Купить мерч «Эха»:

Михаил Александрович: Три четверти века на сцене - Леонид Махлис - Непрошедшее время - 2014-07-27

27.07.2014
Михаил Александрович: Три четверти века на сцене - Леонид Махлис - Непрошедшее время - 2014-07-27 Скачать

МАЙЯ ПЕШКОВА: На прошедшей неделе отмечали 100-летие со дня рождения выдающегося тенора Михаила Александровича, чья исполнительская деятельность вместила в себя три четверти века, о ком Кирилл Кондрашин сказал, цитирую: «Такие артисты как Александрович определяли музыкальную жизнь в СССР с 40-х годов». Беседую с автором книги «Шесть карьер Михаила Александровича», вышедшей в издательстве «Весь мир», написанной зятем певца и журналистом Леонидом Махлисом.

ЛЕОНИД МАХЛИС: Я помню, в последние дни жизни он тяжело очень уходил, он был очень болен, он ослеп практически и оглох. Общая старость. Жизнь выходила из него очень мучительно. И однажды он мне сказал: «Наверное, если я когда-то предстану перед Богом, я хочу только проверить свои предположения. Я думаю, что он большевик с большим партийным стажем. Он мастер все уравнивать. Вот за мою счастливую жизнь я получил такую страшную старость». И он был, по-своему, прав. На самом деле не так уж счастлив он был, живя в Советском Союзе. Творчески да, 100 процентов.

М. ПЕШКОВА: Лауреат Сталинской премии, заслуженный артист, любимец всех. Его ведь носили на руках, женщины особенно его обожали.

▶ **Исходные данные**:
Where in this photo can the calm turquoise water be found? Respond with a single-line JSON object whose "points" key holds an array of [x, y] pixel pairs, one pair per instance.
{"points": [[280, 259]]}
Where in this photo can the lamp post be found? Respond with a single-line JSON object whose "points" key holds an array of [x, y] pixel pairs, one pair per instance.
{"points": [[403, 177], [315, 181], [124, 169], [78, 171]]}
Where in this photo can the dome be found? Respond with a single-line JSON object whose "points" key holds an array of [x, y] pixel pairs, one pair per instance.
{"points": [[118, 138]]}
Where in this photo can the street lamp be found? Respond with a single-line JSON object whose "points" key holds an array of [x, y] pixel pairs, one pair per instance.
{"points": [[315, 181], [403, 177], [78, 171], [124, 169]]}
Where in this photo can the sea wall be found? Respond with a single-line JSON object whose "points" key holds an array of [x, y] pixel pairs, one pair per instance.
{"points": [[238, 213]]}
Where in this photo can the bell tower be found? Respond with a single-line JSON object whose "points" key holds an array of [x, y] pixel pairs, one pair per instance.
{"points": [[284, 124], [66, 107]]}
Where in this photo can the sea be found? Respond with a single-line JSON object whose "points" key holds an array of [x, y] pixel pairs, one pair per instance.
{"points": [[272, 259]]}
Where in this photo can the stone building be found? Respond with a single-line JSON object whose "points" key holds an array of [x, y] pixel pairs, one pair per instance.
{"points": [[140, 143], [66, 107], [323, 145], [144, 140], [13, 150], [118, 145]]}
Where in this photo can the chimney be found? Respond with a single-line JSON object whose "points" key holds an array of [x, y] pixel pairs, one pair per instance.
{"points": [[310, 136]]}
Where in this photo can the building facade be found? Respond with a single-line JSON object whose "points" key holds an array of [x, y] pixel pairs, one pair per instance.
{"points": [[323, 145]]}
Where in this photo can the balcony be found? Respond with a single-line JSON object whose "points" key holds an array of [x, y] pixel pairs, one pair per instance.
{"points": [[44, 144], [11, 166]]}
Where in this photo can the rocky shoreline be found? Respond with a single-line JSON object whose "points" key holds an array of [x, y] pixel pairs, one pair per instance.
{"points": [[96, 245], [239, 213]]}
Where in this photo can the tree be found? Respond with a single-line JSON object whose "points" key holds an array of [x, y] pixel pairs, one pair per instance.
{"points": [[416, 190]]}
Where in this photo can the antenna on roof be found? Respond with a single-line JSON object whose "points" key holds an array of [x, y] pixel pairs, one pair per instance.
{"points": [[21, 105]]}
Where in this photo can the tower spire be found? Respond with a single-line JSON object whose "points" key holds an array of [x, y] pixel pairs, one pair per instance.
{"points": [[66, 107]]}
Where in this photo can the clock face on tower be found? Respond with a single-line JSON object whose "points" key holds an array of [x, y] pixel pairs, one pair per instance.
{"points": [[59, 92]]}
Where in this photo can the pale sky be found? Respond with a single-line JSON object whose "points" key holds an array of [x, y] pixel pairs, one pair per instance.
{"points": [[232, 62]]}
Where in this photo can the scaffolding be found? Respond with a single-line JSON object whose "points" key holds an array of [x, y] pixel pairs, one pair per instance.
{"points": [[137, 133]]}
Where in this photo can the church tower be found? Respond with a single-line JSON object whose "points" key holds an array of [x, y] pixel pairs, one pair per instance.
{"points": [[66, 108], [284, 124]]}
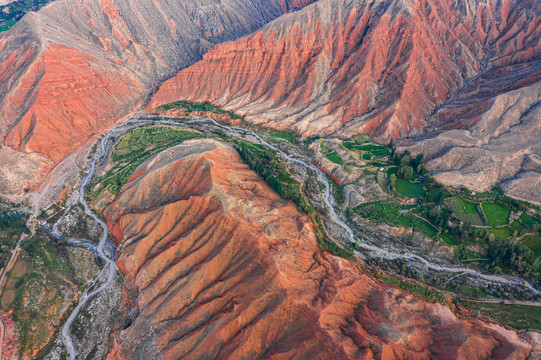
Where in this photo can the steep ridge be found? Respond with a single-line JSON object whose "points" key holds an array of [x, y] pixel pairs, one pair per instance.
{"points": [[387, 68], [502, 148], [216, 265], [76, 66]]}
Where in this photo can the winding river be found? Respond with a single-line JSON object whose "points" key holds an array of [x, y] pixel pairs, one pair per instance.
{"points": [[106, 250]]}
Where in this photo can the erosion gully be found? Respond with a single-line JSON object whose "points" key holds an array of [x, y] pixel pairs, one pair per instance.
{"points": [[105, 250]]}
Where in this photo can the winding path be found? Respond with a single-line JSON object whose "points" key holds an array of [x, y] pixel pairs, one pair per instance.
{"points": [[106, 251]]}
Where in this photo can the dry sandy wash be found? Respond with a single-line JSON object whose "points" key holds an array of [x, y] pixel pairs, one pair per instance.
{"points": [[217, 265]]}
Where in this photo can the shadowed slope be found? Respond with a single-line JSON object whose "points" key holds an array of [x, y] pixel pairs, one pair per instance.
{"points": [[377, 67], [76, 66], [217, 265]]}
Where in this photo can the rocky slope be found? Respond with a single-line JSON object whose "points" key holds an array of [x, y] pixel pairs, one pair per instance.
{"points": [[217, 265], [503, 148], [388, 68], [76, 66]]}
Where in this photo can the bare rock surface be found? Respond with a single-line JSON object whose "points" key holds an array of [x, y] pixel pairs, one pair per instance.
{"points": [[77, 66], [216, 265], [503, 148]]}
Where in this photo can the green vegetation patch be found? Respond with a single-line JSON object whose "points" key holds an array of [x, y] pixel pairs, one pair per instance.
{"points": [[382, 181], [470, 208], [52, 271], [533, 242], [274, 171], [6, 26], [469, 218], [501, 233], [191, 106], [455, 204], [381, 212], [288, 136], [335, 158], [375, 150], [527, 220], [417, 289], [419, 224], [448, 240], [410, 189], [520, 317], [134, 148], [496, 214]]}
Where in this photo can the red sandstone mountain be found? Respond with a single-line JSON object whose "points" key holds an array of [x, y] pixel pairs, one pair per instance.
{"points": [[77, 66], [216, 265], [387, 68]]}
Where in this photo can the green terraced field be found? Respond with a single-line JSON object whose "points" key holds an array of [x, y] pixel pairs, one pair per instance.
{"points": [[136, 146], [472, 219], [409, 189], [455, 204], [496, 214], [335, 158], [533, 242], [470, 208]]}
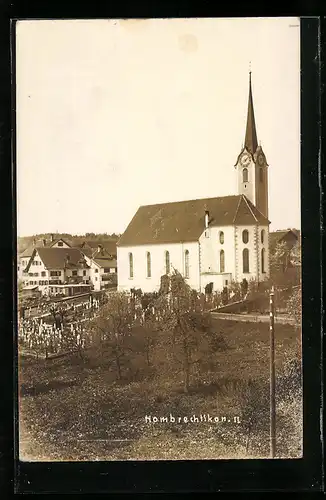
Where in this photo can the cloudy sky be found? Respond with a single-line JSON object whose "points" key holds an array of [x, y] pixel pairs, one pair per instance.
{"points": [[116, 114]]}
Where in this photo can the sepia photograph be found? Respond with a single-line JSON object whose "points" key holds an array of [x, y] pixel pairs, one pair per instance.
{"points": [[158, 239]]}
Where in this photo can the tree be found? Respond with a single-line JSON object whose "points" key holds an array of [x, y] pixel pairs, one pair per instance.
{"points": [[113, 330], [294, 306], [188, 329]]}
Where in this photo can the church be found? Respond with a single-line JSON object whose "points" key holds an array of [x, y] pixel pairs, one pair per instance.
{"points": [[212, 241]]}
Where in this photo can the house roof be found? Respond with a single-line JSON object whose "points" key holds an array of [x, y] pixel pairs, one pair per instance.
{"points": [[183, 221], [56, 258], [106, 262], [28, 252], [56, 241]]}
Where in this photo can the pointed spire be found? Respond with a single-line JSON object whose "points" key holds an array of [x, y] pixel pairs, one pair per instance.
{"points": [[251, 135]]}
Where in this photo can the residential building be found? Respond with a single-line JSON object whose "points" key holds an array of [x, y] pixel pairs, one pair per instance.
{"points": [[49, 267]]}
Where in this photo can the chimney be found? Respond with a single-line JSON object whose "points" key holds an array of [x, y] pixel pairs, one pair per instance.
{"points": [[206, 218]]}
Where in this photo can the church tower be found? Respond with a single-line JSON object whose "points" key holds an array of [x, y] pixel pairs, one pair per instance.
{"points": [[251, 166]]}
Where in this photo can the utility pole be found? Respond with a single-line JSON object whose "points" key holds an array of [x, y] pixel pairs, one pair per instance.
{"points": [[272, 374]]}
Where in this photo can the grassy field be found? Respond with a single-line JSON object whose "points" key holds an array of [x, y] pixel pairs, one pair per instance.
{"points": [[78, 410]]}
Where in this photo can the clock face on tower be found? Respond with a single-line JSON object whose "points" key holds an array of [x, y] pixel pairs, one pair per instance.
{"points": [[245, 160]]}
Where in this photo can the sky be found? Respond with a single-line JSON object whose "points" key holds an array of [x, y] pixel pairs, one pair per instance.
{"points": [[115, 114]]}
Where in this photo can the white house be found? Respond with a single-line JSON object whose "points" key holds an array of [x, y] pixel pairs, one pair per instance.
{"points": [[49, 268], [210, 241], [103, 267]]}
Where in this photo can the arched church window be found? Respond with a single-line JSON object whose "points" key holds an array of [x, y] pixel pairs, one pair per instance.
{"points": [[187, 264], [167, 262], [245, 260], [222, 261], [131, 265], [149, 264], [245, 236]]}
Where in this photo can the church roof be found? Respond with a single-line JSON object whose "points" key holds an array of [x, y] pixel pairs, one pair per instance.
{"points": [[183, 221], [251, 142]]}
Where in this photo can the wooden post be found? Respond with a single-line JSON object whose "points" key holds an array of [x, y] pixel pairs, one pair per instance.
{"points": [[272, 374]]}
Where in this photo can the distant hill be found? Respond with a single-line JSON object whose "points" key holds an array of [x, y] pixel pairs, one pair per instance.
{"points": [[24, 242]]}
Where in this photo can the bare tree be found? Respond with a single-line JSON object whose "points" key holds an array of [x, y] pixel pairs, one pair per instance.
{"points": [[188, 328], [113, 328]]}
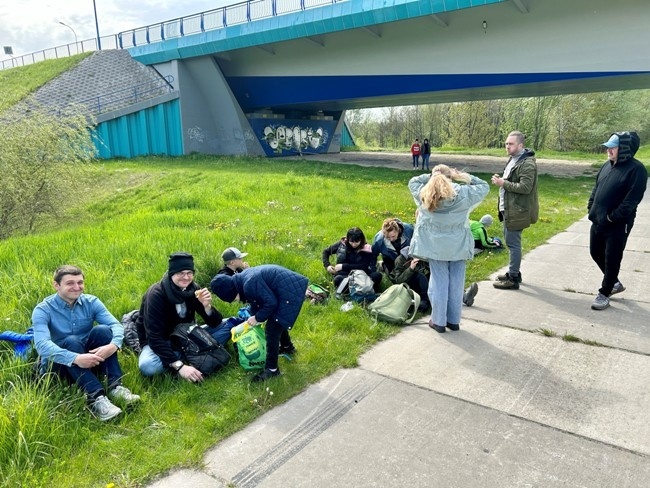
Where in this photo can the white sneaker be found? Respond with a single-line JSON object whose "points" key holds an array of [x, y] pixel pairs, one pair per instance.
{"points": [[618, 288], [104, 409], [122, 393]]}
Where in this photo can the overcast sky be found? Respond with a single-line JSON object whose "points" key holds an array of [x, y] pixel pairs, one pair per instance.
{"points": [[33, 25]]}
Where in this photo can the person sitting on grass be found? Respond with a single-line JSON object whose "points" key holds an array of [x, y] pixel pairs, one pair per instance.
{"points": [[276, 295], [415, 273], [479, 232], [233, 261], [174, 300], [394, 236], [70, 345], [351, 252]]}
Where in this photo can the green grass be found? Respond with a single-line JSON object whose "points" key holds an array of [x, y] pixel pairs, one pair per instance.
{"points": [[135, 214], [19, 82]]}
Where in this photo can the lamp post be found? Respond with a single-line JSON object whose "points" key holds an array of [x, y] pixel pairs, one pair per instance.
{"points": [[76, 44], [99, 42]]}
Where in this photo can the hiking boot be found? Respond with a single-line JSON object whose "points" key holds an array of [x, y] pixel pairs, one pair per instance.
{"points": [[507, 277], [123, 394], [265, 375], [437, 328], [103, 409], [618, 288], [601, 302], [470, 293], [288, 349]]}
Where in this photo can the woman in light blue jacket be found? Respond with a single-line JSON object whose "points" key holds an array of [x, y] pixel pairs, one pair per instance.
{"points": [[442, 236]]}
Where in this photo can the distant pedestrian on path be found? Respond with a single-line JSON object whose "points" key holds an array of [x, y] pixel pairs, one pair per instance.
{"points": [[518, 204], [416, 149], [620, 186], [426, 154], [442, 236]]}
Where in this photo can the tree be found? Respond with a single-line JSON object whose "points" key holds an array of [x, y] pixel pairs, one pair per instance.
{"points": [[41, 156]]}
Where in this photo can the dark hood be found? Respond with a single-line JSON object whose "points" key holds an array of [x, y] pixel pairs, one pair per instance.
{"points": [[628, 145]]}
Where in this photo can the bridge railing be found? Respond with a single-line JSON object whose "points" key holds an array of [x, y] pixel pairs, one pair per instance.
{"points": [[63, 51], [220, 18], [214, 19]]}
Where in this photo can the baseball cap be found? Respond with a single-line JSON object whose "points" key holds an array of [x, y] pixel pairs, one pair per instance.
{"points": [[612, 142], [233, 253], [487, 220]]}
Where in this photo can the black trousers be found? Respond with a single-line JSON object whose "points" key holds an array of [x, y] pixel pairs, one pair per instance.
{"points": [[606, 246]]}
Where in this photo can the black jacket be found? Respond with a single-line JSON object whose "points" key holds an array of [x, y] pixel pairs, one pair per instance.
{"points": [[158, 318], [349, 258], [619, 187]]}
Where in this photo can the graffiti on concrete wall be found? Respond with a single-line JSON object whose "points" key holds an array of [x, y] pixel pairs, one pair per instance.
{"points": [[291, 137]]}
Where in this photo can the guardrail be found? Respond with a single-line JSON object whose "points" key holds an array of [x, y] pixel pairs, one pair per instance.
{"points": [[63, 51], [215, 19], [220, 18]]}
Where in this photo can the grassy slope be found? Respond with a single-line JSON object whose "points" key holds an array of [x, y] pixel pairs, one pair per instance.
{"points": [[137, 212]]}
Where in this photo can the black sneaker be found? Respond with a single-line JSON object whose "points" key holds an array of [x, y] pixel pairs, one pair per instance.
{"points": [[470, 293], [506, 285], [265, 375], [438, 328], [287, 349]]}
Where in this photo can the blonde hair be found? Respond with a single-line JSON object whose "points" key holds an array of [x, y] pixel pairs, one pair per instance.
{"points": [[440, 186], [390, 224]]}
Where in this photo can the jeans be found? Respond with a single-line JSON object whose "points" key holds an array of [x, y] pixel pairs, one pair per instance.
{"points": [[513, 241], [150, 364], [606, 246], [276, 336], [425, 161], [446, 288], [86, 378]]}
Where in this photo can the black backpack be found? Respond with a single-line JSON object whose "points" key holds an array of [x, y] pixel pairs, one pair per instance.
{"points": [[199, 348]]}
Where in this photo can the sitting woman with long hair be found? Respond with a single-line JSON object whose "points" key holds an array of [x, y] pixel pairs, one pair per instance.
{"points": [[442, 236], [351, 252]]}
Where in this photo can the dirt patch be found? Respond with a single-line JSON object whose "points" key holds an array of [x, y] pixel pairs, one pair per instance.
{"points": [[472, 164]]}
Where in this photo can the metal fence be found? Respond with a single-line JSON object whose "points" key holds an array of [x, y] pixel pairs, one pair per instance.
{"points": [[64, 51], [220, 18]]}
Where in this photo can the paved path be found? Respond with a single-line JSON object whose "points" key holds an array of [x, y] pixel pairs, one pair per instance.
{"points": [[497, 404]]}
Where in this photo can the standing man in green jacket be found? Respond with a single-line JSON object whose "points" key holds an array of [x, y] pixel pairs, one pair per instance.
{"points": [[518, 204]]}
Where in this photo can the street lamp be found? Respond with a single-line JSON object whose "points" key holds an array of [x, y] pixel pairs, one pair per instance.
{"points": [[76, 44], [99, 42]]}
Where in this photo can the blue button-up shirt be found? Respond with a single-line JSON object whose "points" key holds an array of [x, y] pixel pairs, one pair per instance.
{"points": [[54, 319]]}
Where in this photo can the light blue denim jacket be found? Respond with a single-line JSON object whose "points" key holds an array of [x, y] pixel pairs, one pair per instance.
{"points": [[53, 320], [444, 234]]}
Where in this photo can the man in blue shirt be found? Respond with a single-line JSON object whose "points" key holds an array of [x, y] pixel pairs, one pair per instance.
{"points": [[70, 345]]}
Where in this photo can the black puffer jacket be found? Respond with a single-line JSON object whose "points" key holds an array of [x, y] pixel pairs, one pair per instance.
{"points": [[619, 187]]}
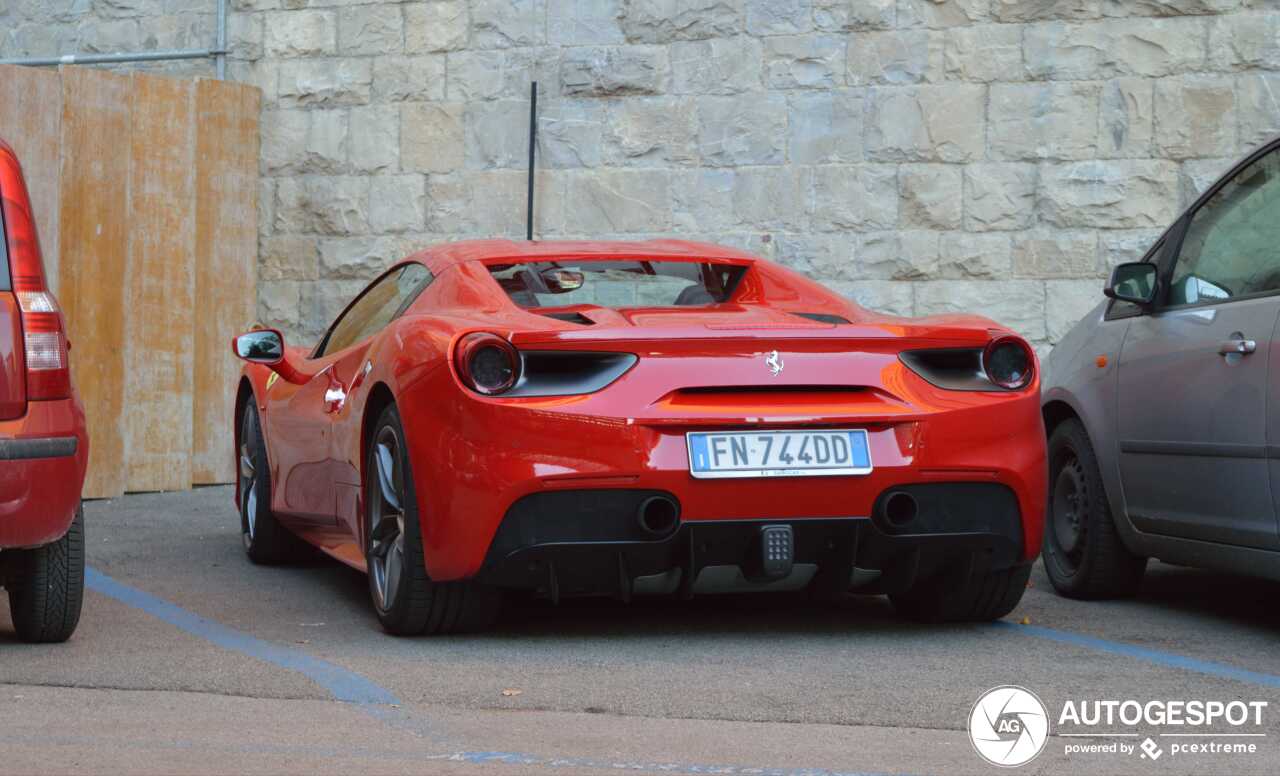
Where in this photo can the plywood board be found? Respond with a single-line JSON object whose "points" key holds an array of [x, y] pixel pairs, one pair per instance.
{"points": [[160, 287], [94, 245], [31, 122], [227, 146]]}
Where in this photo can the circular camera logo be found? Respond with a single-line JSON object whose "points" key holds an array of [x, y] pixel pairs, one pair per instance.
{"points": [[1009, 726]]}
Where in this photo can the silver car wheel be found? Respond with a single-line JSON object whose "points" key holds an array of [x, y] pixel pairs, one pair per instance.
{"points": [[387, 519]]}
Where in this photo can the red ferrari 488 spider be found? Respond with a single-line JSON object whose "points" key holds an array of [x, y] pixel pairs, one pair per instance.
{"points": [[648, 418]]}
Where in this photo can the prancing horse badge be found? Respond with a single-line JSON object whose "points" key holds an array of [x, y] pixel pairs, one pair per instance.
{"points": [[775, 363]]}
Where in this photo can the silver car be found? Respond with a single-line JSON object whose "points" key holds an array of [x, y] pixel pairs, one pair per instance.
{"points": [[1164, 428]]}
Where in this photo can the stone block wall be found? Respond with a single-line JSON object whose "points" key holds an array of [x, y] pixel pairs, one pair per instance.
{"points": [[919, 155]]}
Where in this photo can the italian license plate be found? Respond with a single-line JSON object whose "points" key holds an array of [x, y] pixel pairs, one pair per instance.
{"points": [[778, 453]]}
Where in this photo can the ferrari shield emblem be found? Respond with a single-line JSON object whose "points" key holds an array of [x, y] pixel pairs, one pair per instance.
{"points": [[775, 363]]}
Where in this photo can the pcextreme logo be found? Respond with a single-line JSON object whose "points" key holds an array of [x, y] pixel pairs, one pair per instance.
{"points": [[1009, 726]]}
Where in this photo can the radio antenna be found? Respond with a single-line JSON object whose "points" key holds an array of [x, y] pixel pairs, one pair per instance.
{"points": [[533, 145]]}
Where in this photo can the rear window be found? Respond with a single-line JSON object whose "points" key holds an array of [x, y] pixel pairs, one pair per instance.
{"points": [[618, 283]]}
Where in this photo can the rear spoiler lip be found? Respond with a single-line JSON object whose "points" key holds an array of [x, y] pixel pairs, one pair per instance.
{"points": [[763, 336]]}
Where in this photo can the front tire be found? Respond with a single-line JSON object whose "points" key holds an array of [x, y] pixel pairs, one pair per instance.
{"points": [[265, 539], [981, 598], [1083, 553], [46, 587], [405, 597]]}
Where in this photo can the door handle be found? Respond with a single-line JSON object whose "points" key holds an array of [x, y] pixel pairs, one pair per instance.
{"points": [[1242, 347]]}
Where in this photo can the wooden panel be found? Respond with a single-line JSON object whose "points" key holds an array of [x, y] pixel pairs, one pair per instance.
{"points": [[94, 243], [31, 115], [225, 264], [160, 284]]}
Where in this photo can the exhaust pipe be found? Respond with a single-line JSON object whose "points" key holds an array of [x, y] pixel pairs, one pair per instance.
{"points": [[900, 507], [658, 516]]}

▶ **Задание**: Кратко перескажите абзац расшифровки передачи об Александровиче, где реплика начинается словами «Я помню, в последние дни жизни». Главные факты должны сохраниться.

▶ **Ответ**: Последние дни певца были очень тяжелыми: он тяжело болел, почти ослеп и оглох. Однажды он сказал, что, если предстанет перед Богом, хочет лишь проверить свое предположение: Бог, по его мнению, большевик с большим партийным стажем и мастер все уравнивать, поэтому за счастливую жизнь певец получил страшную старость. По словам рассказчика, в этом он был по-своему прав: в Советском Союзе он был не так уж счастлив, хотя творчески счастлив на 100 процентов.